● **Source text**:
⟨
# Paracyprichromis nigripinnis (Pic Heavy)



## swim lil fishy swim (Jan 17, 2009)




----------



## swim lil fishy swim (Jan 17, 2009)




----------



## bstuver (Apr 28, 2005)

Those are awesome! And the female has tons of color, very cool.


----------



## fmueller (Jan 11, 2004)

What you want to do if you want to built a reputation as a great photographer, is take two to three times as many shots as you have, but pick only the best two to three and post those, which would be the shots without reflections in the glass, perfect composition, and so on. Those are awesome fish and some great shots, but nobody wants to sort through gazillions of mediocre shots to find the good ones. We expect you to do that for us


----------



## swim lil fishy swim (Jan 17, 2009)

fmueller said:


> What you want to do if you want to built a reputation as a great photographer, is take two to three times as many shots as you have, but pick only the best two to three and post those, which would be the shots without reflections in the glass, perfect composition, and so on. Those are awesome fish and some great shots, but nobody wants to sort through gazillions of mediocre shots to find the good ones. We expect you to do that for us


These are the best out of a BUNCH of pics I took. These are shot with a kodak p&s camera, no fancy gadgets. If I wanted to build a reputation as a great photographer I would probably invest in some decent gear for starters but as I'm just a hobbyist who enjoys snappin some pic's of my fish and sharing them with others... this is the best I can do. I kinda thought they were all pretty decent but I don't want anyone to have to "sort through gazillions of (my) mediocre shots" for sure. I promise not to be a nuisance again. :thumb:


----------



## swim lil fishy swim (Jan 17, 2009)
⟩
● **Provided material**:
⟨
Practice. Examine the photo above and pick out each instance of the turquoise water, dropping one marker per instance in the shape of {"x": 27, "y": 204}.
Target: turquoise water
⟩
● **Directives**:
[1] Answer from the Paracyprichromis nigripinnis thread:
(a) What did bstuver say the female has a lot of?
(b) What kind of camera took the pictures?
(c) Which flaw in the glass did fmueller say the best shots would be without?
[2] Write the next part of the Paracyprichromis nigripinnis thread, picking up after its last line.
The data here come from a different source than the Paracyprichromis nigripinnis thread.

● **Results in order**:
[1]
(a) Tons of color.
(b) A Kodak point-and-shoot camera.
(c) Reflections.

[2]
bstuver said:


> Those are awesome! And the female has tons of color, very cool.


Thank you very much, I absolutely love them and are quite proud of them as well. (if you couldn't already tell :lol: )

I wanted them for a long time and after hearing mixed reviews I finally decided to get them and I've loved them more than I imagined I would. It's nice when it works out like that.

Thanks again for your wonderful compliment. :thumb:


----------



## bulldogg7 (Mar 3, 2003)

What an F-BOMB!
Some great shots, the more the merrier IMO.


----------



## jh82 (Oct 26, 2007)

Great pics! What type of lighting do you have on the tank?


----------



## swim lil fishy swim (Jan 17, 2009)

bulldogg7 said:


> Some great shots, the more the merrier IMO.


Thank you very much for the compliment. :wink:



jh82 said:


> Great pics! What type of lighting do you have on the tank?


Thank you very much. :wink:

Believe it or not, it's just a standard strip light with the standard bulb. From what I had read "subdued" lighting was best for these guys, so I tried the norm first before I went with a fancy tube or fixture and it worked out good.


----------



## fmueller (Jan 11, 2004)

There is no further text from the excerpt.